Stated problem:
Edit the rows below, replacing "dataset curation pipeline" with "annotation audit pass" and keeping every other character unchanged.
————————
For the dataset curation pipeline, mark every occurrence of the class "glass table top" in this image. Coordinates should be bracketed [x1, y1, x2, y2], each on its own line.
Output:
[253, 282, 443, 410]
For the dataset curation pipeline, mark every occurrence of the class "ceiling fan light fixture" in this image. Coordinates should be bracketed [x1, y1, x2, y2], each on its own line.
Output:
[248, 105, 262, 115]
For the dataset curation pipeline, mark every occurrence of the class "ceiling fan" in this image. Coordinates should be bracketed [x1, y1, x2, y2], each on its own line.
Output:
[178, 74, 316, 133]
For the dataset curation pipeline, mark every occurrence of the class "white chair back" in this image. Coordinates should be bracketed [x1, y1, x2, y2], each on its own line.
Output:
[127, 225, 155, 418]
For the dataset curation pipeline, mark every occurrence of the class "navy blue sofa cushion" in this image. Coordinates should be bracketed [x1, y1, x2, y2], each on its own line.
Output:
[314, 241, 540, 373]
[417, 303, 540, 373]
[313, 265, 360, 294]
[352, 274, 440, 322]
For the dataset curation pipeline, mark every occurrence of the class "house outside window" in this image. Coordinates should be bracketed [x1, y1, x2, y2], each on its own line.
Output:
————————
Answer to the task:
For the annotation audit pass, mark every occurrence of the class "glass table top" in this image. Coordinates should be bracketed [x1, y1, x2, y2], each on its own line.
Output:
[253, 282, 443, 410]
For the annotation audit pass, mark every occurrence of the class "ceiling fan light fixture" in this image. Coordinates should be bracketed [x1, y1, x2, y2], each on its own line.
Output:
[248, 105, 262, 115]
For the annotation audit pass, mark every occurrence of the class "ceiling fan" in this image. Coordinates should be bracketed [x1, y1, x2, y2], each on its own line.
Output:
[178, 74, 316, 133]
For the annotation audit pass, mark every occurrence of the class "white chair back" in this image. Coordinates should be bracketed [x1, y1, x2, y2], each on its own line.
Output:
[127, 225, 155, 418]
For the annotation audit pass, mark every occurrence of the class "navy blue sofa cushion" in this image. Coordinates should be bracketed [x1, y1, x2, y2], each on its own line.
Output:
[314, 241, 540, 373]
[417, 303, 540, 373]
[313, 265, 360, 294]
[352, 274, 440, 322]
For the annotation audit pass, mark every occurrence of the class "house outside window" in this image. Coordinates should be bracketed [x1, y1, x2, y2], each on its own line.
Output:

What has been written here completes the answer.